Labeling and segmentation entries:
..............................

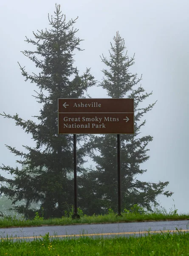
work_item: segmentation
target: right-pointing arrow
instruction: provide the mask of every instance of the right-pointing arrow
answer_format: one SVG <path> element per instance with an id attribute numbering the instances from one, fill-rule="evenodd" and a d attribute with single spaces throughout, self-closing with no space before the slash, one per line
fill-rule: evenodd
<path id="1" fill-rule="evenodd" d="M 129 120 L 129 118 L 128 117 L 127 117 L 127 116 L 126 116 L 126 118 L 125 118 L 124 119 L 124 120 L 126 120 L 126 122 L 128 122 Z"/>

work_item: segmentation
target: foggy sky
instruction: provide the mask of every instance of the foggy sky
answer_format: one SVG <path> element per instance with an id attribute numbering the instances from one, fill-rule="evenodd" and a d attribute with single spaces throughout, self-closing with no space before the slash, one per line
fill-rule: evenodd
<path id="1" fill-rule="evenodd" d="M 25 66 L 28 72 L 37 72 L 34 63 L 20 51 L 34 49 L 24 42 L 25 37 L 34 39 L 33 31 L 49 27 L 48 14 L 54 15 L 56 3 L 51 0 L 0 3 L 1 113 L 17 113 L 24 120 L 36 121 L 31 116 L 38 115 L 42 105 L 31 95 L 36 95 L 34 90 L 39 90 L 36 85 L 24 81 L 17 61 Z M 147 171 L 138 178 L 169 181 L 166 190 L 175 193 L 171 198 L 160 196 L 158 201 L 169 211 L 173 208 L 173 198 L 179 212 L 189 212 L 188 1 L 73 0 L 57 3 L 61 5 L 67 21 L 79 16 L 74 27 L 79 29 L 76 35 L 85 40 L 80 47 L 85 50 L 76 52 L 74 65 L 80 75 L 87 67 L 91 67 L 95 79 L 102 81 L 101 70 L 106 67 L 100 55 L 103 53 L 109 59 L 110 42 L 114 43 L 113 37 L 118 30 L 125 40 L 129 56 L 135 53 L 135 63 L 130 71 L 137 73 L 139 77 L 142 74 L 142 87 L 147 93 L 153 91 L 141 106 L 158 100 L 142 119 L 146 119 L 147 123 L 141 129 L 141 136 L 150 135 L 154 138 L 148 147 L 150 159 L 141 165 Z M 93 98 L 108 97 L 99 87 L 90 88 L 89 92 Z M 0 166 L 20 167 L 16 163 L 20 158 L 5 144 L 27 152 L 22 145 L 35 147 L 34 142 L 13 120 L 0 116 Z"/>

..............................

**Task directions**
Copy all of the entries above word for word, leaving out the pictures.

**Task answer**
work_item: segmentation
target: right-pointing arrow
instruction: provide the mask of every instance of the right-pointing arrow
answer_format: one SVG <path> element per instance with an id attribute numbering the instances from one, fill-rule="evenodd" and a d attribute with single spaces throughout, self-closing with no space before the slash, one per line
fill-rule: evenodd
<path id="1" fill-rule="evenodd" d="M 129 120 L 129 118 L 128 117 L 127 117 L 127 116 L 126 116 L 126 118 L 125 118 L 124 119 L 124 120 L 126 120 L 126 122 L 128 122 Z"/>

work_item: segmentation
target: foggy sky
instruction: provide the mask of every instance of the foggy sky
answer_format: one SVG <path> element per instance with an id attribute numbering the instances from one, fill-rule="evenodd" and a d attribute with single spaces throughout, self-closing with no space before the slash, one per line
fill-rule: evenodd
<path id="1" fill-rule="evenodd" d="M 25 66 L 28 72 L 37 72 L 34 63 L 20 51 L 34 49 L 24 42 L 25 37 L 34 39 L 33 31 L 49 27 L 48 14 L 54 15 L 56 3 L 51 0 L 0 3 L 1 113 L 17 113 L 24 120 L 36 121 L 31 116 L 38 115 L 42 105 L 31 95 L 36 95 L 34 90 L 39 90 L 36 85 L 24 81 L 17 61 Z M 147 171 L 138 178 L 169 181 L 166 190 L 175 193 L 171 198 L 160 196 L 158 201 L 169 211 L 173 208 L 173 198 L 179 212 L 189 212 L 188 1 L 73 0 L 57 3 L 61 5 L 67 21 L 79 16 L 74 27 L 79 29 L 76 35 L 85 40 L 80 47 L 85 50 L 76 52 L 74 65 L 80 75 L 87 67 L 91 67 L 95 79 L 102 81 L 101 70 L 106 67 L 100 55 L 103 53 L 109 59 L 110 42 L 114 43 L 113 37 L 118 30 L 125 40 L 129 56 L 135 53 L 135 63 L 130 71 L 137 73 L 139 77 L 142 74 L 142 87 L 147 93 L 153 91 L 141 106 L 158 100 L 142 119 L 146 119 L 147 123 L 141 129 L 141 136 L 150 135 L 154 138 L 148 147 L 150 159 L 141 165 Z M 93 98 L 108 97 L 99 87 L 90 88 L 89 92 Z M 0 166 L 20 167 L 16 163 L 20 158 L 5 144 L 27 152 L 22 145 L 35 147 L 34 142 L 13 120 L 0 116 Z"/>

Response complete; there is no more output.